[start]
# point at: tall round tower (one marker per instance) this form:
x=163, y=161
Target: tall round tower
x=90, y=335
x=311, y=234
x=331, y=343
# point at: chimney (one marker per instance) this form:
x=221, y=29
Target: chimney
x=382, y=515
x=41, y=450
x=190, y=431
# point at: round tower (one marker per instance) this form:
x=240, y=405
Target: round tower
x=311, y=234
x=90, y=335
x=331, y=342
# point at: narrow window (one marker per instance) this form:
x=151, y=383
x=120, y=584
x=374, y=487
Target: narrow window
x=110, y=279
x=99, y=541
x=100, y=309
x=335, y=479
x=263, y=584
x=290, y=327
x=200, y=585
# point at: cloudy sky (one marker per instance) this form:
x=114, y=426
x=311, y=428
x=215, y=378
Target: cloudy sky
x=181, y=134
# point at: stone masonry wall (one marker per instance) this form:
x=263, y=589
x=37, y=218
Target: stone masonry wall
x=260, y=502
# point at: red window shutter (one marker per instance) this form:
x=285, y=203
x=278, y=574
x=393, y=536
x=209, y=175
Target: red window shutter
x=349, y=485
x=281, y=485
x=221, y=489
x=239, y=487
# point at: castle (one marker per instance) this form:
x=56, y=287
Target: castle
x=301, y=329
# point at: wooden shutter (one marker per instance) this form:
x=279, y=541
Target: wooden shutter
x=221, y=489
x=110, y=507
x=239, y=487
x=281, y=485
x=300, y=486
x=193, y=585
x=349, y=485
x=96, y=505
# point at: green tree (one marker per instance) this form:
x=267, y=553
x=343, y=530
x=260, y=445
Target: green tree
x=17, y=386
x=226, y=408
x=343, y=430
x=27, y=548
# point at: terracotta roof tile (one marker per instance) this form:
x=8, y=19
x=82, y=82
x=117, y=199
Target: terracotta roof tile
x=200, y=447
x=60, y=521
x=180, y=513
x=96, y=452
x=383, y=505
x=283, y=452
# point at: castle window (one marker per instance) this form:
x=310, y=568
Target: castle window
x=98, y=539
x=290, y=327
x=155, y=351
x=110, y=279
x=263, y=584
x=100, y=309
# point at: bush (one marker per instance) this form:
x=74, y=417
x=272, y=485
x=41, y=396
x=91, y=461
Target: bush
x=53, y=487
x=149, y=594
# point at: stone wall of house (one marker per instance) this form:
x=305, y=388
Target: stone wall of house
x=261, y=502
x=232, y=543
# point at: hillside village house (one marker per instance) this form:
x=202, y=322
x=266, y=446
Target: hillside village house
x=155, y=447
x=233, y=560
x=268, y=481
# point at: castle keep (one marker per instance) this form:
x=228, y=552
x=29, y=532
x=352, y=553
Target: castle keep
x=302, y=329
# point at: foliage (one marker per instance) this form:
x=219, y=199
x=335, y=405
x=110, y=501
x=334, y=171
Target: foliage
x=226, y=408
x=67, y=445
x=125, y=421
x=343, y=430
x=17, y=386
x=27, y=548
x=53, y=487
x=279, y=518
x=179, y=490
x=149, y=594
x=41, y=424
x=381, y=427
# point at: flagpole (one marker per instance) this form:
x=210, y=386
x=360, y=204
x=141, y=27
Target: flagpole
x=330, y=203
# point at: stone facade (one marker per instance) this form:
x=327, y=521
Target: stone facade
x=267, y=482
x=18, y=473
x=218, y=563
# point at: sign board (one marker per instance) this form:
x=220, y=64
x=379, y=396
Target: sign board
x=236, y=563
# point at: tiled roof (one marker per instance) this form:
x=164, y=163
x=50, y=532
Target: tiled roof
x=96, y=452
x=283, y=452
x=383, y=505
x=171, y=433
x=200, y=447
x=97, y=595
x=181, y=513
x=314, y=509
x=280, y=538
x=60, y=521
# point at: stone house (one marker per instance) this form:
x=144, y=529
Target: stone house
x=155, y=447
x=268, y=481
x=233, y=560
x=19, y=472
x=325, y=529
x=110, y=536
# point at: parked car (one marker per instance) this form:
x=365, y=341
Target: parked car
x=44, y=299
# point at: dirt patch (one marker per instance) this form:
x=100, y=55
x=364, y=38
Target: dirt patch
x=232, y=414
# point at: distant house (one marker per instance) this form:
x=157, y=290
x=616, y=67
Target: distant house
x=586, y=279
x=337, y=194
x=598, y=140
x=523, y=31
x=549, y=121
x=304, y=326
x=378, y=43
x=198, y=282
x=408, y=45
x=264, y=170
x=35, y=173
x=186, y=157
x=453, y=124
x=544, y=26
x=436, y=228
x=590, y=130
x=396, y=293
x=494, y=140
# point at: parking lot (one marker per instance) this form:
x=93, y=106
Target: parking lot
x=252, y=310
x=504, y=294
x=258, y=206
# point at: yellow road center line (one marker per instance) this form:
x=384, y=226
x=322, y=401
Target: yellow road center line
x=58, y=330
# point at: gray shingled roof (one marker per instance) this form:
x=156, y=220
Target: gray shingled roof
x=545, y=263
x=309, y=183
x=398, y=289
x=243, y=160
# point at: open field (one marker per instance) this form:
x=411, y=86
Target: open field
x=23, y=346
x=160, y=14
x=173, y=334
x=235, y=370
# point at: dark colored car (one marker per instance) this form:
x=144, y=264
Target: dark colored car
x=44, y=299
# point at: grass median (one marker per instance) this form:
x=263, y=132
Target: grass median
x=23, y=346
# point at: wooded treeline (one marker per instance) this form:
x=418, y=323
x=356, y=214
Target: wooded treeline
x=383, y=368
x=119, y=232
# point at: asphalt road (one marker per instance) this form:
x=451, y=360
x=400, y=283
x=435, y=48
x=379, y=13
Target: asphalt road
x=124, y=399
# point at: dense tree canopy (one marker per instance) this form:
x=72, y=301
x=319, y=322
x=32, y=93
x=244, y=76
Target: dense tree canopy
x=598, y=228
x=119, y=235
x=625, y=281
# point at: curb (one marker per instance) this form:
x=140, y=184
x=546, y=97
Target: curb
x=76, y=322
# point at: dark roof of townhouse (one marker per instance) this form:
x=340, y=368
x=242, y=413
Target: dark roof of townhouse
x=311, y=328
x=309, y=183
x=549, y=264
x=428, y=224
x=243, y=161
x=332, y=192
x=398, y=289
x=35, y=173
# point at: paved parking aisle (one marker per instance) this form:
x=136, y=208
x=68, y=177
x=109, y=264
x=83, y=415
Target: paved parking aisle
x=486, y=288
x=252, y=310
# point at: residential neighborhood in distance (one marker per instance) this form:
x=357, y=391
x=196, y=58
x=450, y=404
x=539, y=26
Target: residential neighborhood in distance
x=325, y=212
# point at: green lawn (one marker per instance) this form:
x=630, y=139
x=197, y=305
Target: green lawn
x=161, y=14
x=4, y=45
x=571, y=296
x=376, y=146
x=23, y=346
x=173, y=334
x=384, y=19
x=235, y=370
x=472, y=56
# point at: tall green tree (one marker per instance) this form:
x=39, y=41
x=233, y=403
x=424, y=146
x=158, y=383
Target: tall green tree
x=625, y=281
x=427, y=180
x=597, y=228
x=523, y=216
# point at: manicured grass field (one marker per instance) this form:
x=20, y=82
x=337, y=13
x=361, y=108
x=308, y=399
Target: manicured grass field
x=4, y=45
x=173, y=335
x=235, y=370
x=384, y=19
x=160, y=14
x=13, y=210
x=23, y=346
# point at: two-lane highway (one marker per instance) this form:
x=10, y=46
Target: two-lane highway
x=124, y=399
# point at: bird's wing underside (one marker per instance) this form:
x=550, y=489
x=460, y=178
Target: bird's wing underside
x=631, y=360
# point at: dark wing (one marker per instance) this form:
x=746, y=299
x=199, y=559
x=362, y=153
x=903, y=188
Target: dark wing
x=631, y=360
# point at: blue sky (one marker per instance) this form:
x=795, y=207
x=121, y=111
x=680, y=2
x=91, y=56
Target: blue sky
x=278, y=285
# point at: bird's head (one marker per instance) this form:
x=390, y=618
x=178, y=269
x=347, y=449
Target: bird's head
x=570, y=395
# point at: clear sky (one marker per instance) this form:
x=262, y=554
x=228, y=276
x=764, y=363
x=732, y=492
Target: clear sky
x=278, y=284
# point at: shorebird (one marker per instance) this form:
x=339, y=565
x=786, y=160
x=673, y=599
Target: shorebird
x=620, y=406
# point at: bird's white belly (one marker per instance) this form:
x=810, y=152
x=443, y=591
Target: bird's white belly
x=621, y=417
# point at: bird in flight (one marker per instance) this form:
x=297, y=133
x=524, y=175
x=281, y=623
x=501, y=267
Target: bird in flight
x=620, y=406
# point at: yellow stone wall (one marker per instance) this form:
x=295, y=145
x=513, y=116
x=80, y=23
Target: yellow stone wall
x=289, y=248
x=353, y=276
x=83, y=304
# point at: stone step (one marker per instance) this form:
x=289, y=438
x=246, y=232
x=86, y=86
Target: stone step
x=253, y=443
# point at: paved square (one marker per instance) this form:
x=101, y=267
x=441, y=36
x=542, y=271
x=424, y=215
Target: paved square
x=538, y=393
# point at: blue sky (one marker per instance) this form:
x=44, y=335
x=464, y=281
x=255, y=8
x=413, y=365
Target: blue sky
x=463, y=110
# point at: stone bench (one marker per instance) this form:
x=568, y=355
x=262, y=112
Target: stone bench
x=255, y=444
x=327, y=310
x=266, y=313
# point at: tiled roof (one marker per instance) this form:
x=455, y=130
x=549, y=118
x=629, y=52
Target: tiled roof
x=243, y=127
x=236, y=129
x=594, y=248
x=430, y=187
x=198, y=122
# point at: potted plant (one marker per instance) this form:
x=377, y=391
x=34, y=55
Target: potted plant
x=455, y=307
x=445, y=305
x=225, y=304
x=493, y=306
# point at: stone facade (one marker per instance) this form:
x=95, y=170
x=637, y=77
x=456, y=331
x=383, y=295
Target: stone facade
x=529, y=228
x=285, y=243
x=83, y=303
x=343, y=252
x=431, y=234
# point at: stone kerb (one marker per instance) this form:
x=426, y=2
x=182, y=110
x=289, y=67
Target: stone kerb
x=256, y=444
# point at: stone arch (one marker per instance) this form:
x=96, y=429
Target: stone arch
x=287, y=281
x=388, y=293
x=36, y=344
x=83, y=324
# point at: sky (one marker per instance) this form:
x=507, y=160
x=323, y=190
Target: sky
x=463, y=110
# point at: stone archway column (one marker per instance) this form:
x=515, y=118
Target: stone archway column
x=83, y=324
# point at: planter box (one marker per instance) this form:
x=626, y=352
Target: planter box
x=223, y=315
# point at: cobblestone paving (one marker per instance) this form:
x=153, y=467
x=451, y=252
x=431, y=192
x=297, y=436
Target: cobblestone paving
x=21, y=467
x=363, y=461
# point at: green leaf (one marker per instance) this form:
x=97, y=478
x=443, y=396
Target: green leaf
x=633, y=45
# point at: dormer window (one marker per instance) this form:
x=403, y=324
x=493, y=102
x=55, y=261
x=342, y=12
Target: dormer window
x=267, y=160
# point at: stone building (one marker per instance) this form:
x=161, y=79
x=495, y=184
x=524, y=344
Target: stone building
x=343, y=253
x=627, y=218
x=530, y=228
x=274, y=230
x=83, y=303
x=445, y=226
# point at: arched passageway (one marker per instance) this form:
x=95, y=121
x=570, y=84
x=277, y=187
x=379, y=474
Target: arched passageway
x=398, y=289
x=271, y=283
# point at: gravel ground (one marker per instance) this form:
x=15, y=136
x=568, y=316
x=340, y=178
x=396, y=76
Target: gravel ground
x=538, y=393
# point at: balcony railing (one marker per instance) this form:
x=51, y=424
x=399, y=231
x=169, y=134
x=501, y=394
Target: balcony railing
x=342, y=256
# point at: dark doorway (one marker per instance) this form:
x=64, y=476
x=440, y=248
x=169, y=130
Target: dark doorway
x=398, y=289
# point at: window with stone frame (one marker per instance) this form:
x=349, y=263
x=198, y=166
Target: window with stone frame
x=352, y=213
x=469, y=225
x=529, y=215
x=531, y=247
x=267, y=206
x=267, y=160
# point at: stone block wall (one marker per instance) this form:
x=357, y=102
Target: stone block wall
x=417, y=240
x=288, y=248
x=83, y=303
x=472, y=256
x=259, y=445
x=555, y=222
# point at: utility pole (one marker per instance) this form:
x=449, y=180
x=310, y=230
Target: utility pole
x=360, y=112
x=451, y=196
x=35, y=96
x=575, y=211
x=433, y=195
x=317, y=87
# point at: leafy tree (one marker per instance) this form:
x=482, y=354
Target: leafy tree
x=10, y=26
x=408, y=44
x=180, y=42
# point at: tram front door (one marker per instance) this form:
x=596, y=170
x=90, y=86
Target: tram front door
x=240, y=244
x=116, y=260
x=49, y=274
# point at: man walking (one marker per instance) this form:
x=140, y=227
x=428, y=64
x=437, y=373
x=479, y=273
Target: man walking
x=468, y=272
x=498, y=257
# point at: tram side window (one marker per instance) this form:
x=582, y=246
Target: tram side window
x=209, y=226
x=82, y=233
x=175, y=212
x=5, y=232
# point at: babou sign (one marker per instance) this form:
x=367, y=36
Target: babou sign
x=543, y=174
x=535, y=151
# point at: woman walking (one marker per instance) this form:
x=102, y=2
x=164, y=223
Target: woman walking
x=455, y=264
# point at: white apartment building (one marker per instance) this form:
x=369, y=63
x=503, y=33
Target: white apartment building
[end]
Set task — Reproduce the lines of the listing from the line with "# point at: dark wing" up to and including the line with "x=266, y=313", swapping "blue sky" for "open sky" and leaving everything else unchanged.

Solution to the problem —
# point at: dark wing (one marker per instance) this form:
x=746, y=299
x=199, y=559
x=362, y=153
x=903, y=188
Target: dark wing
x=631, y=360
# point at: open sky (one marker per instance) this form:
x=795, y=207
x=121, y=111
x=680, y=2
x=91, y=56
Target: open sky
x=278, y=285
# point at: bird's head (one marker per instance) this form:
x=390, y=618
x=178, y=269
x=347, y=449
Target: bird's head
x=570, y=395
# point at: clear sky (one marker per instance) this form:
x=262, y=554
x=228, y=276
x=764, y=363
x=732, y=492
Target: clear sky
x=278, y=284
# point at: shorebird (one marker per instance) this form:
x=339, y=565
x=786, y=160
x=673, y=599
Target: shorebird
x=620, y=406
# point at: bird's white belly (one marker per instance) this form:
x=810, y=152
x=443, y=591
Target: bird's white belly
x=621, y=417
# point at: bird in flight (one marker per instance) this form:
x=297, y=133
x=524, y=175
x=281, y=623
x=501, y=267
Target: bird in flight
x=620, y=406
# point at: yellow stone wall (one marker per instance) this form:
x=295, y=145
x=513, y=116
x=80, y=23
Target: yellow stone wall
x=289, y=248
x=353, y=276
x=83, y=304
# point at: stone step (one marker per instance) this form:
x=289, y=438
x=246, y=232
x=86, y=86
Target: stone step
x=253, y=443
# point at: paved square (one marker per instance) this form:
x=101, y=267
x=441, y=36
x=542, y=271
x=424, y=215
Target: paved square
x=538, y=393
# point at: open sky (one marker per instance) this form:
x=44, y=335
x=464, y=281
x=255, y=8
x=413, y=365
Target: open sky
x=463, y=110
# point at: stone bench (one marker per instance) this form:
x=568, y=355
x=262, y=112
Target: stone bench
x=255, y=444
x=327, y=310
x=266, y=313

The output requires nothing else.